Point-based annotation data:
----
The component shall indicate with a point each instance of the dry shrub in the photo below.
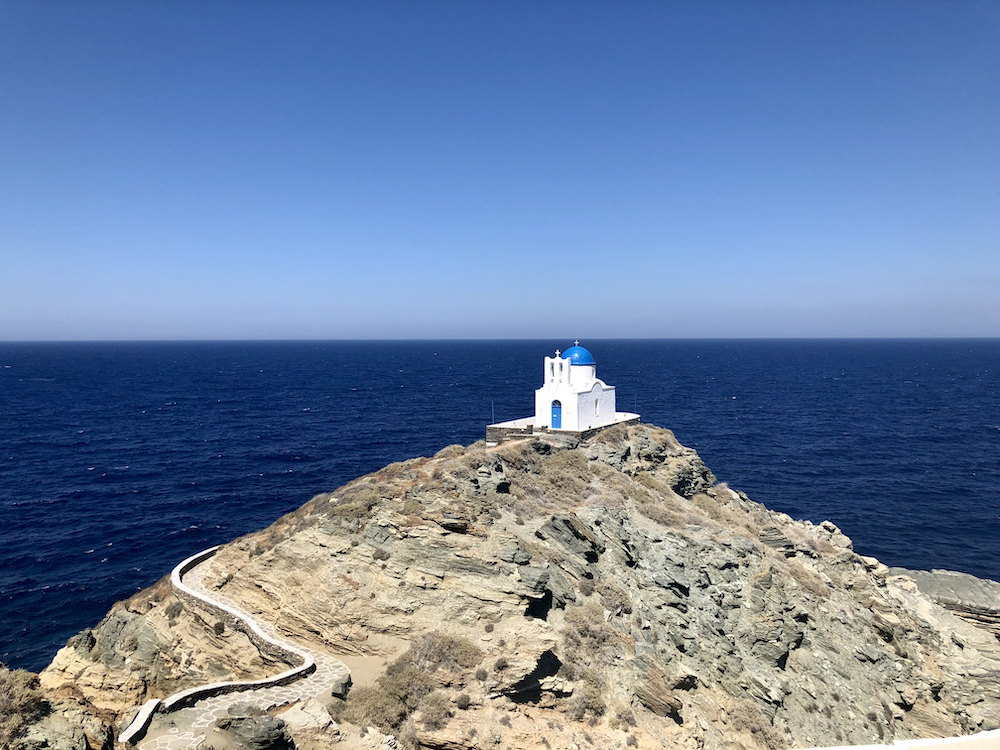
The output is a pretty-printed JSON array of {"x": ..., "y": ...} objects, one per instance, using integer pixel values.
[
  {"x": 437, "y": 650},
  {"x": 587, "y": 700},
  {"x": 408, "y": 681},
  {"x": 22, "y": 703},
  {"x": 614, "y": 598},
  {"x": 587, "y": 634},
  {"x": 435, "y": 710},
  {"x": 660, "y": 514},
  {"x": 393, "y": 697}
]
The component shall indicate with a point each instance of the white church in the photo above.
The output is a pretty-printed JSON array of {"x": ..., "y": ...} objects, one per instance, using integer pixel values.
----
Reproduce every row above line for line, leaving out the pictures.

The component shall indicate with a point each instance of the dry shrub in the photo below.
The output is a pretty-printed JSON array of {"x": ..., "y": ...} objects, one per instance, using integer pixel values.
[
  {"x": 437, "y": 650},
  {"x": 587, "y": 700},
  {"x": 408, "y": 681},
  {"x": 22, "y": 703},
  {"x": 614, "y": 598},
  {"x": 587, "y": 634},
  {"x": 435, "y": 710},
  {"x": 660, "y": 514},
  {"x": 393, "y": 697}
]
The component shall indicate with a point each instance of the white church in the photo above.
The output is a pretty-printed JSON array of {"x": ..., "y": ...} objects, one per instance, using integer pixel values.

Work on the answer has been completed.